━━━━━ ENTRIES SHOWN ━━━━━
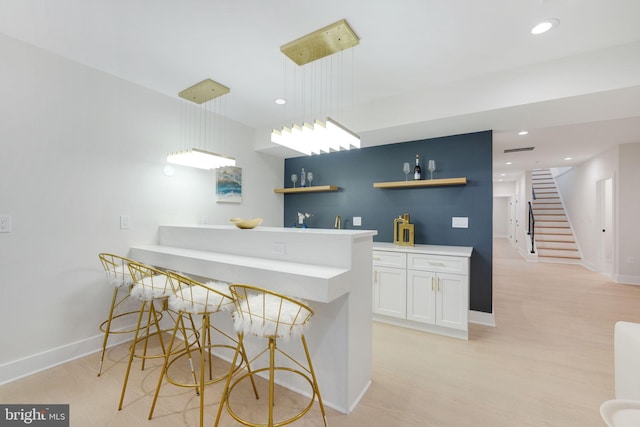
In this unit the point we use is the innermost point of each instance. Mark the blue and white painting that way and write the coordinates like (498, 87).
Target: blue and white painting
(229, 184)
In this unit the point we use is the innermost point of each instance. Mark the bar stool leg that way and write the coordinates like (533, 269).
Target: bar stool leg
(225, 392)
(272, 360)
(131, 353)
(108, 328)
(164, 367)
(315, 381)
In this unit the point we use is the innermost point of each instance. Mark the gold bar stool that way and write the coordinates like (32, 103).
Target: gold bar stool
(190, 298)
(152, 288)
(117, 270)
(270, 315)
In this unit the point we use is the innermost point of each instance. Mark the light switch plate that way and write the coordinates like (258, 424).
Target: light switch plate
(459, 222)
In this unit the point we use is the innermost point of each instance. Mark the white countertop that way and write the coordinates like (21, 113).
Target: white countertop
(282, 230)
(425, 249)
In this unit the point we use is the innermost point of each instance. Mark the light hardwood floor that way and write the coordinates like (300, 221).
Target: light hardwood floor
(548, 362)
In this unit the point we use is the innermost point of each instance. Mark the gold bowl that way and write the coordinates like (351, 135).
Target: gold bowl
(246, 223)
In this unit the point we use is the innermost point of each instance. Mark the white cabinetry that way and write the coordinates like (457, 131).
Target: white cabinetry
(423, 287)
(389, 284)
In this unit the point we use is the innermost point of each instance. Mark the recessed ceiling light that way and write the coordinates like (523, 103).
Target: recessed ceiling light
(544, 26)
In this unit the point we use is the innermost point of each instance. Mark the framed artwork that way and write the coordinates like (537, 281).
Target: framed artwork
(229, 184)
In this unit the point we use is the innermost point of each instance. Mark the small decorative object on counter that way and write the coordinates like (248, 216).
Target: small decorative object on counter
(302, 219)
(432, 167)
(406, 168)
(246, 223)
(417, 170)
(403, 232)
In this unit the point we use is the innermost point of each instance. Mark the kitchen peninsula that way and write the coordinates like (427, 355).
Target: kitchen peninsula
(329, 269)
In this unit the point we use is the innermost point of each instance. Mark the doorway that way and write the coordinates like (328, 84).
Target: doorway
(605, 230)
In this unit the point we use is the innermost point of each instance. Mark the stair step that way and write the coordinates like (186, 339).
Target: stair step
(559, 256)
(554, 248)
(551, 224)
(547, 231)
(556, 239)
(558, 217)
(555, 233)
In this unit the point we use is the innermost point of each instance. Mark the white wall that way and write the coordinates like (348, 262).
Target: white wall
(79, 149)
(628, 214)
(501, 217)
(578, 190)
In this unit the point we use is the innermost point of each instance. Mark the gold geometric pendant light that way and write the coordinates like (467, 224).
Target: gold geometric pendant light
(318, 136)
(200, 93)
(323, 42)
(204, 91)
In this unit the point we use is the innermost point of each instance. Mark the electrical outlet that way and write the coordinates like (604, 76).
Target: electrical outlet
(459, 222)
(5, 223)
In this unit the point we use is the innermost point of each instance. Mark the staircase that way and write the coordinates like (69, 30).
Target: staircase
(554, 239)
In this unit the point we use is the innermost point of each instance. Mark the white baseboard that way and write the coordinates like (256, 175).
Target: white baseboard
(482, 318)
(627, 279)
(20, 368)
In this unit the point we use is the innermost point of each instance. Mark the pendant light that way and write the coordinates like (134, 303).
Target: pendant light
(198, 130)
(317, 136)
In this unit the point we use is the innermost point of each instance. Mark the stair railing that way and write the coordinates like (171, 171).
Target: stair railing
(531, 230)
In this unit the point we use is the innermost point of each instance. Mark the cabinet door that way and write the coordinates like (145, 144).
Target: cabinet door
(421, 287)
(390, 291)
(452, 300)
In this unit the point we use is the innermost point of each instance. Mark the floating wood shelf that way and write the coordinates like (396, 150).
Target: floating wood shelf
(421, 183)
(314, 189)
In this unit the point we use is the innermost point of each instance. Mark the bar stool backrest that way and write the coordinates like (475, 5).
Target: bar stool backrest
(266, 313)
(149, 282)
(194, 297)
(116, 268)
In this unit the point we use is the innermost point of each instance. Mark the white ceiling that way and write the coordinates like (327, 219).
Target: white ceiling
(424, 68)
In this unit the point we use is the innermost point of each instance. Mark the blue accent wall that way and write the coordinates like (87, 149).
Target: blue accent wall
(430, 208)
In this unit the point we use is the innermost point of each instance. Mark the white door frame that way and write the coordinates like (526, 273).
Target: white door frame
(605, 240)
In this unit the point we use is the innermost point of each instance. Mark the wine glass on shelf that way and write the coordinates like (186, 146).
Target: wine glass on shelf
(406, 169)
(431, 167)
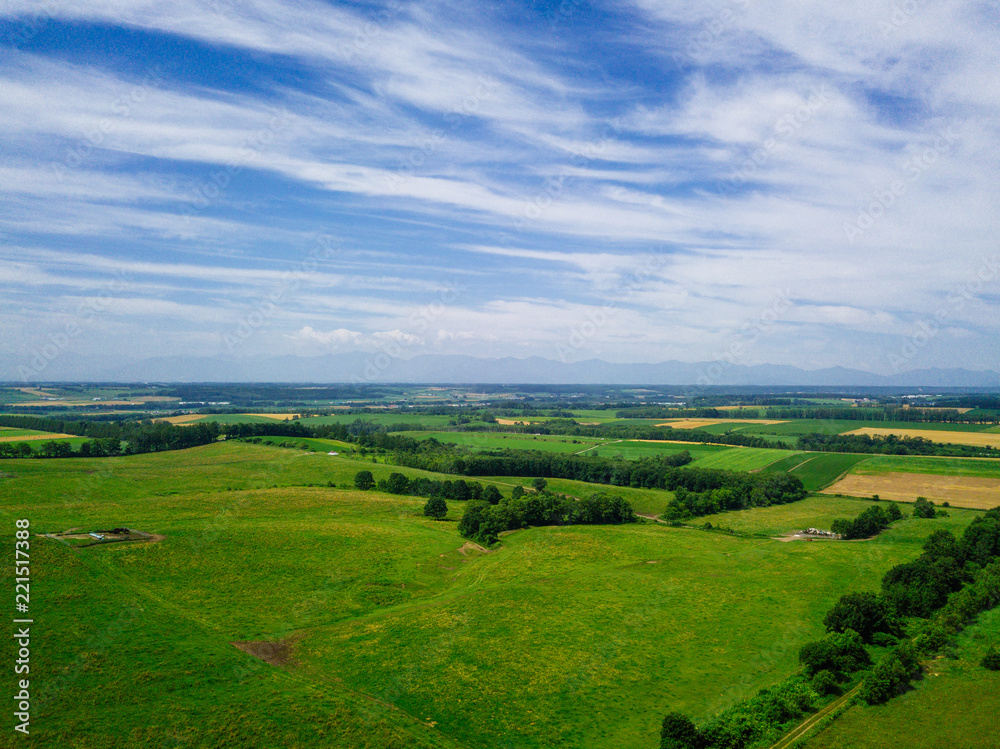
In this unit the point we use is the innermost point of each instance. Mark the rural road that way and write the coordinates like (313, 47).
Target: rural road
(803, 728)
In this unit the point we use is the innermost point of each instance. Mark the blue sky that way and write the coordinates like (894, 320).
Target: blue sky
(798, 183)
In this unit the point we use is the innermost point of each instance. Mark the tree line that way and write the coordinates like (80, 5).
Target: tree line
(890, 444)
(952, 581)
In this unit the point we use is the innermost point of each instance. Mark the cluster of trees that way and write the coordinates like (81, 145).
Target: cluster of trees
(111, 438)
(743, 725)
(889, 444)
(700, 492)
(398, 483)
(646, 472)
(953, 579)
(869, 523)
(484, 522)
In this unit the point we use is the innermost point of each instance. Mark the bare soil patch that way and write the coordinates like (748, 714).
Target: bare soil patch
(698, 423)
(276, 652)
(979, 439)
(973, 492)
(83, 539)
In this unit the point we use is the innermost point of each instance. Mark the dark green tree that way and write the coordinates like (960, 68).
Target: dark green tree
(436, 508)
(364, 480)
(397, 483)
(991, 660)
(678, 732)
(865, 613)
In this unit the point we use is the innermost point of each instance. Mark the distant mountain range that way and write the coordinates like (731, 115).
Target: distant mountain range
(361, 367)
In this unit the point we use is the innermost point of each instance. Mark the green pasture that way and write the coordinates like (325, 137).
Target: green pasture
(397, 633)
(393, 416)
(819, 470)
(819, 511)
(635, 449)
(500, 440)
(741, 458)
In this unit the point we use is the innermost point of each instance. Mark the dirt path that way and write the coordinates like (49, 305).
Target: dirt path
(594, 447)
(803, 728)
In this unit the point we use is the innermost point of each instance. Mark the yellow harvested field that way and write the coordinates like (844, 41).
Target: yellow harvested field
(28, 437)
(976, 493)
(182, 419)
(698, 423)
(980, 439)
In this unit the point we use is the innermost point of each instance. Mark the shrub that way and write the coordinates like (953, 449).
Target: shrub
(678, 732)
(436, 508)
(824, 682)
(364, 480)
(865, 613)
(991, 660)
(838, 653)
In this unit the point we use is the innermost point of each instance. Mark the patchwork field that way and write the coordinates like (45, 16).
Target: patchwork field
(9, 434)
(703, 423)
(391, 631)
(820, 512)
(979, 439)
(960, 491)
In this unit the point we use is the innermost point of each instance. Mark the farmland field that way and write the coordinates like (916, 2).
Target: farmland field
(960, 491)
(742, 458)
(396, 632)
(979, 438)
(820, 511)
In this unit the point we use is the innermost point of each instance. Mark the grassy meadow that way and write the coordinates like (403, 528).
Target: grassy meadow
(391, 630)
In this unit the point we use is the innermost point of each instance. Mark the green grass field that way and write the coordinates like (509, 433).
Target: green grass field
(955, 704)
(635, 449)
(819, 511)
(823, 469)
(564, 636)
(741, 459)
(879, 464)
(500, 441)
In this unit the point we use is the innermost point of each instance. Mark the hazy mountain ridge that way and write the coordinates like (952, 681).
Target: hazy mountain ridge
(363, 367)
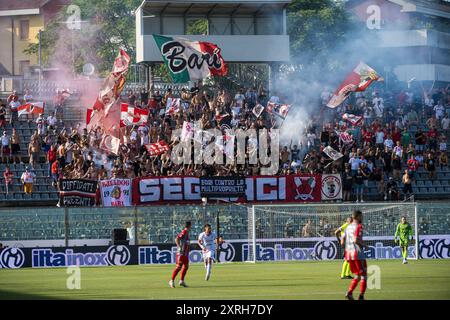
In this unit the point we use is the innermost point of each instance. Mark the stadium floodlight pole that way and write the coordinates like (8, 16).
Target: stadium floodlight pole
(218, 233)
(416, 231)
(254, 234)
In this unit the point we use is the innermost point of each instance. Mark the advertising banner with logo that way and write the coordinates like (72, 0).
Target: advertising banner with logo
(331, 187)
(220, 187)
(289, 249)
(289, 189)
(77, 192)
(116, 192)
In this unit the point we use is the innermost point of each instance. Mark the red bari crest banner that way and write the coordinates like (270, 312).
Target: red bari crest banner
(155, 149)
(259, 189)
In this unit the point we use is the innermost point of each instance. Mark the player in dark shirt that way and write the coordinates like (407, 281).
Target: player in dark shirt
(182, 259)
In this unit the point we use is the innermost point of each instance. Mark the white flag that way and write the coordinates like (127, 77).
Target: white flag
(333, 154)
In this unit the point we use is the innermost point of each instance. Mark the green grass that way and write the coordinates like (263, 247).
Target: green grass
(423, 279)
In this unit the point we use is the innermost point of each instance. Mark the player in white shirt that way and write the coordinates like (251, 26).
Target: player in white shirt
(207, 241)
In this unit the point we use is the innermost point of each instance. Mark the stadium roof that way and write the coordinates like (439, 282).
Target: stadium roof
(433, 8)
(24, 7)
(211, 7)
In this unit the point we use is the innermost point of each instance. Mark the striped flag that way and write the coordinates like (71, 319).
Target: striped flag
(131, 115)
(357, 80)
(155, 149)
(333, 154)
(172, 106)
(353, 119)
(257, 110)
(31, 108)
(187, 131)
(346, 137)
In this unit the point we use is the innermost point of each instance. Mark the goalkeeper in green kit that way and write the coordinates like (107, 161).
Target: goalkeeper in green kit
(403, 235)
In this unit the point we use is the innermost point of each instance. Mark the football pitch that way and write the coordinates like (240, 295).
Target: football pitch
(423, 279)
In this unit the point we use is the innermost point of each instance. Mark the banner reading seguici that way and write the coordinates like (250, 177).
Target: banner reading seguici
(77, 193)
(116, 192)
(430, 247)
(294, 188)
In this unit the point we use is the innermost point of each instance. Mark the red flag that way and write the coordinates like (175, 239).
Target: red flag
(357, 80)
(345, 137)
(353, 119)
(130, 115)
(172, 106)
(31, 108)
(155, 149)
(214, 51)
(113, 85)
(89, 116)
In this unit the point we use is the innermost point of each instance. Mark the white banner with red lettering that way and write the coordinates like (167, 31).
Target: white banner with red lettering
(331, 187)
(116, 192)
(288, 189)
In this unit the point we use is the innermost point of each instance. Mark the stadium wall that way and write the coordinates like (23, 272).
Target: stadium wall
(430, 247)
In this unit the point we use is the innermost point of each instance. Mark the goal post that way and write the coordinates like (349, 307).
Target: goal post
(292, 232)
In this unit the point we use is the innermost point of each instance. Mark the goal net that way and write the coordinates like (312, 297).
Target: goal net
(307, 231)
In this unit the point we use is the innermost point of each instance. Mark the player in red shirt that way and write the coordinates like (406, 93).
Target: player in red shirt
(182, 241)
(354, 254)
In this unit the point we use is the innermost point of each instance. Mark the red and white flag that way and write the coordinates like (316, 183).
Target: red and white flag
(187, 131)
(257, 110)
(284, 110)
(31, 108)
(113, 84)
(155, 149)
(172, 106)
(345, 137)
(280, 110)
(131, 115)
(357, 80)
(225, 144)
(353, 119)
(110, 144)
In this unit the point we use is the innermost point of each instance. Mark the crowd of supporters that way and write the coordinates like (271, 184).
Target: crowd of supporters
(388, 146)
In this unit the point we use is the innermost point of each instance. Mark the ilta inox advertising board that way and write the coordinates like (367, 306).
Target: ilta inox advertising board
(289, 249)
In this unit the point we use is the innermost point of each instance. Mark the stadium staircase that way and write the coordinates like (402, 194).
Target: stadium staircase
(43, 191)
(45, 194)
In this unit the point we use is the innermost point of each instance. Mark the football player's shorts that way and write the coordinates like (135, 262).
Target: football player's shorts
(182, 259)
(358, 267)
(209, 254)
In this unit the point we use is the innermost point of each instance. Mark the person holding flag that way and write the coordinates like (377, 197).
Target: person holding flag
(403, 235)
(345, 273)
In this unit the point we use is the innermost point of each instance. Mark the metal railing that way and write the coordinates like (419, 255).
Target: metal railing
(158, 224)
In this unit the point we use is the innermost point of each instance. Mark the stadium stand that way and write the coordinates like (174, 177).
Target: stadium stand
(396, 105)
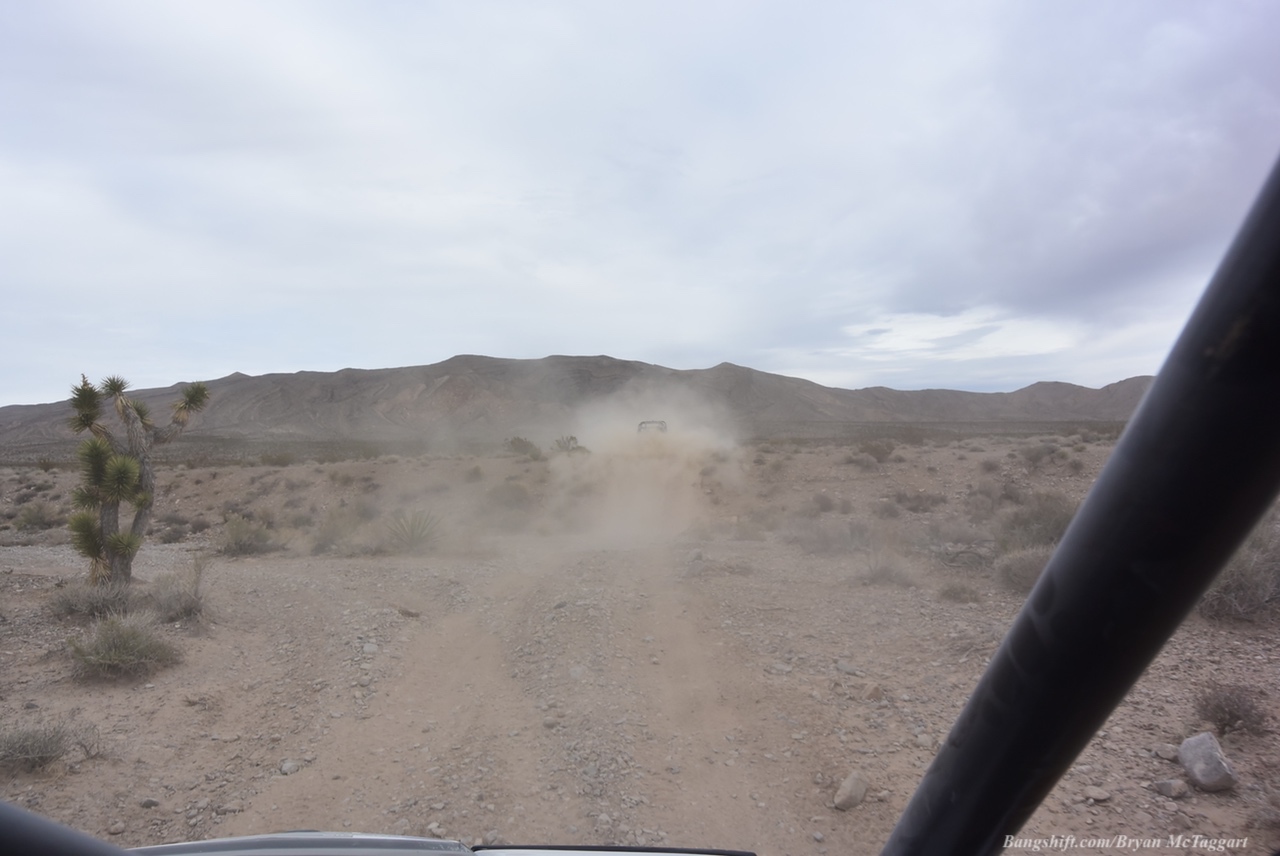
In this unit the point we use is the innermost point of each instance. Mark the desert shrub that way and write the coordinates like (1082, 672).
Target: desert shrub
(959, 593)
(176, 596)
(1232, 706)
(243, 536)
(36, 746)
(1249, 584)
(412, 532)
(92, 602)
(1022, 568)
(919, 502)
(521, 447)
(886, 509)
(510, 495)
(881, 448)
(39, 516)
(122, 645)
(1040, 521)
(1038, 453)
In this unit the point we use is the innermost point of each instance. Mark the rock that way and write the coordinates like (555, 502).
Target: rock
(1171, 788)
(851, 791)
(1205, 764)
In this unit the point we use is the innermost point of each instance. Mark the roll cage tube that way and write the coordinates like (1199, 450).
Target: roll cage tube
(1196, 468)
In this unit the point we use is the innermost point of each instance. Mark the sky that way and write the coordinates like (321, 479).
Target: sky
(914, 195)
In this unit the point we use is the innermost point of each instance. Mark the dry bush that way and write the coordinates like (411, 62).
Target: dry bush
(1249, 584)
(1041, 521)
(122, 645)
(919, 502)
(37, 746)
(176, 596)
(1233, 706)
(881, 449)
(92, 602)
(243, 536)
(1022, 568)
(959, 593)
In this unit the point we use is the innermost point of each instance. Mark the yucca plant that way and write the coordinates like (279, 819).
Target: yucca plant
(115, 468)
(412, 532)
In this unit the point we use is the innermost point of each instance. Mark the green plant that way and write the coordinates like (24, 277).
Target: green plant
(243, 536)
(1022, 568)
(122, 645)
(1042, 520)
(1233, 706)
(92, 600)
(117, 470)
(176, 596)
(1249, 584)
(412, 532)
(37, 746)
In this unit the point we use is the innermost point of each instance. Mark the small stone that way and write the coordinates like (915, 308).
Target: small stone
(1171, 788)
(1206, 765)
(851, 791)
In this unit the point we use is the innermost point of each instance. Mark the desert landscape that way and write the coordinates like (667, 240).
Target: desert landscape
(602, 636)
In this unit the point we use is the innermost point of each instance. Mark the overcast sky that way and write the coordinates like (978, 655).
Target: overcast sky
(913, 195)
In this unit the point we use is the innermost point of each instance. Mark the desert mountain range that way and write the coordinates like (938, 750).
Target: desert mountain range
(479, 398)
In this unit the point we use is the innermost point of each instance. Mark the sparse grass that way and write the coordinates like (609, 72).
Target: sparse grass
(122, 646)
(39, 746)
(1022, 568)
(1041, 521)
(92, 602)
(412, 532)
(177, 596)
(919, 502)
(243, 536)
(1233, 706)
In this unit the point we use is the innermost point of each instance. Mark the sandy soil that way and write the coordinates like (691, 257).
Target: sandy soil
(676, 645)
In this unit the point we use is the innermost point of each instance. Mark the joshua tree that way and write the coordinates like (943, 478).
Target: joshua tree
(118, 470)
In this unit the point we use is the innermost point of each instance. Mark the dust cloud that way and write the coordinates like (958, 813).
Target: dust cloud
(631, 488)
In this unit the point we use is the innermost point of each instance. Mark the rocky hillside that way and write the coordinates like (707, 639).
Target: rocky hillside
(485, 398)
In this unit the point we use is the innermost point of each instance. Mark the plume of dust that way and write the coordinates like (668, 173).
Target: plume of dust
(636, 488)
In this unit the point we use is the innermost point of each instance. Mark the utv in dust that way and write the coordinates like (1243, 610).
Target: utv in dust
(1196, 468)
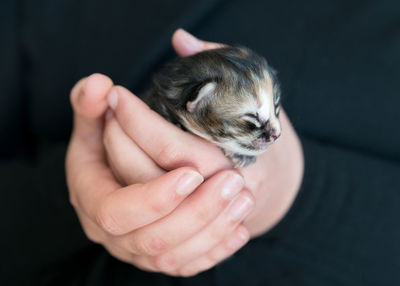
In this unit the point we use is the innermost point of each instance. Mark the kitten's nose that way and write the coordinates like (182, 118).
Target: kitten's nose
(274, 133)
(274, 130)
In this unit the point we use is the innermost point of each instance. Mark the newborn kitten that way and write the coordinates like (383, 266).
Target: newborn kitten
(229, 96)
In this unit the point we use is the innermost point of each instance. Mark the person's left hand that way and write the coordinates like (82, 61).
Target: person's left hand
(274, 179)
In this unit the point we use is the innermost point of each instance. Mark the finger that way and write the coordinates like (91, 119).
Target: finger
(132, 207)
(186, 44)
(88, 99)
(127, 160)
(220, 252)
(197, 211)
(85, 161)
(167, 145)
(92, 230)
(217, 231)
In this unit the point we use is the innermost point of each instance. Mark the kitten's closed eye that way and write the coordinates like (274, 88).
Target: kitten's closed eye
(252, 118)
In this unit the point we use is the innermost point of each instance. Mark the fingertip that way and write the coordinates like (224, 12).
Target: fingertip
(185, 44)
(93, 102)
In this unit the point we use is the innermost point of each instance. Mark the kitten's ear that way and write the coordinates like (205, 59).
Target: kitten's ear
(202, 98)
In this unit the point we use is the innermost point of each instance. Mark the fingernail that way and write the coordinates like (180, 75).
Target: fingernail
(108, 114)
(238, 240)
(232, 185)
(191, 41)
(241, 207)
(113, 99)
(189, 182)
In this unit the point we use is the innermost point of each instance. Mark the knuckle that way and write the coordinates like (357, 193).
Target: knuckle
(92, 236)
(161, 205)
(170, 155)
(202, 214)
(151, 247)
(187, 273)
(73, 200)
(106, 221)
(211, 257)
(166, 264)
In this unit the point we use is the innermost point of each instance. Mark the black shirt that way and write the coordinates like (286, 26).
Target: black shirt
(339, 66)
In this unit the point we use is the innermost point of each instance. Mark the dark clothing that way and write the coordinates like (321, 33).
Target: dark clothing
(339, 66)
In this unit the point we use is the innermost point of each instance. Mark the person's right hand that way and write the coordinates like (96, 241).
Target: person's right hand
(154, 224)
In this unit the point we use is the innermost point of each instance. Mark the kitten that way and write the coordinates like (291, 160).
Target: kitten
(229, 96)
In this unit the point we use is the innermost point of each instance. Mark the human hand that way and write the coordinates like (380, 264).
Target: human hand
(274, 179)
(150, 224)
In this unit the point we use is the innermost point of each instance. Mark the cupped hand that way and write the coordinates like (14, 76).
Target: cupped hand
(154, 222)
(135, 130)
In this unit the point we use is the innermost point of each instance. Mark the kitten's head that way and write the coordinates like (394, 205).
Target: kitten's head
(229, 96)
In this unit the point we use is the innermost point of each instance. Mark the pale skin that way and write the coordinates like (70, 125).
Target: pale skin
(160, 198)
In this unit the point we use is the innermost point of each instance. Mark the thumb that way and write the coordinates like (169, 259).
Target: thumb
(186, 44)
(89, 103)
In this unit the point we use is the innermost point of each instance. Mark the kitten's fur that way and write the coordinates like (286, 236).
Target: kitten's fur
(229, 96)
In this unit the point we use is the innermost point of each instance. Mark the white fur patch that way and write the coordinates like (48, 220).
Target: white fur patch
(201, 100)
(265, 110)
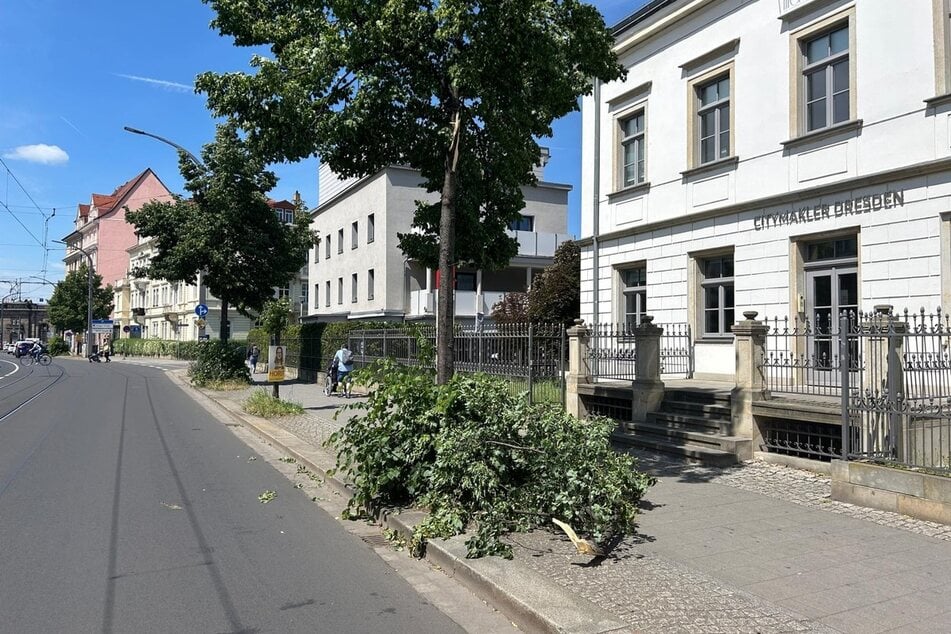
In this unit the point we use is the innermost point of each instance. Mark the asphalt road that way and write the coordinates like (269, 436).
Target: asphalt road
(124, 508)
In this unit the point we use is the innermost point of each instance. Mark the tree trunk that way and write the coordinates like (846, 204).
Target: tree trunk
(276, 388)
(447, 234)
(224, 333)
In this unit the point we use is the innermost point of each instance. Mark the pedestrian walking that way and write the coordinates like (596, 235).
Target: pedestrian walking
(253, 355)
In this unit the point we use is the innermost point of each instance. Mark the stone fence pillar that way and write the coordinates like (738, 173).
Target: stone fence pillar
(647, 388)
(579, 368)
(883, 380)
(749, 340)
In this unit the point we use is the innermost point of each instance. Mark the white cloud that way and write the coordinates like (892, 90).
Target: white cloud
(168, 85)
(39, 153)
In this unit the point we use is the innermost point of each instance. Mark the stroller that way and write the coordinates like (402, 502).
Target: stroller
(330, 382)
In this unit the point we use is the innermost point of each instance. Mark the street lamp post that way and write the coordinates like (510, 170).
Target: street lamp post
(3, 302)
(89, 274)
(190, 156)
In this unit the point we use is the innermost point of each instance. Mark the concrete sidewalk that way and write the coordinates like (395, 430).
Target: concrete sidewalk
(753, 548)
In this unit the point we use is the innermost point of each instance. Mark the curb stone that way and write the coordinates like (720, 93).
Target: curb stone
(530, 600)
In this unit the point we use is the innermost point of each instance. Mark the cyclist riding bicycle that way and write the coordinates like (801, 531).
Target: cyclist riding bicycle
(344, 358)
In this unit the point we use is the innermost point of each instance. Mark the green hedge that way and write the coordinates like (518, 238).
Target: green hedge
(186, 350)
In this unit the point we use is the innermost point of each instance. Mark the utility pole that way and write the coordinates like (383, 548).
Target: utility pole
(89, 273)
━━━━━
PROBLEM STATEMENT: Quote the lines of the listing above that run from the line with "like (738, 173)." through its last line, both included, and nothing else.

THE RESULT:
In this unit the point we use is the innermost point of each instance. Mark the stone fence pillar that way and write the coordinates like (738, 173).
Target: stone fence pillar
(647, 388)
(579, 368)
(883, 380)
(749, 340)
In this unit the point we use is the innermost point of each instance. Mark the white cloud that way and write the coordinates like (892, 90).
Target: white cloud
(168, 85)
(39, 153)
In this unit the point we use is the innermost point of each instance. Mark the stroller that way and write the coordinates like (402, 502).
Target: stroller
(330, 382)
In this unit the point we use is the innermost point of each instance. Mark the street lamp post that way and write the coordinates like (510, 170).
Target: street lamp post
(3, 302)
(89, 274)
(190, 156)
In this unit the point we use is the innermost point of each instance. Mark the concrete sidewalk that way and write the coordinates like (395, 430).
Target: concrete sidewalk
(753, 548)
In this unit the point we use is the innermost point of each instance. Mark the curb stone that way and write the coordinates like (720, 93).
Target: curb stone
(530, 600)
In this unit the point we use is the innermost point of each instance. Mark the cyclist riding bicycle that way and write the coordinates like (801, 531).
Target: cyclist riding bicycle
(344, 358)
In this unit the point we use is the innermost point of each instance. Mark the green hedge that way and write the coordinates like (518, 238).
Target: green hedge
(186, 350)
In this unit the point we use is the innermost point of each instance. Mark the utility pole that way and write the coordinates like (383, 548).
Target: utility pole
(89, 273)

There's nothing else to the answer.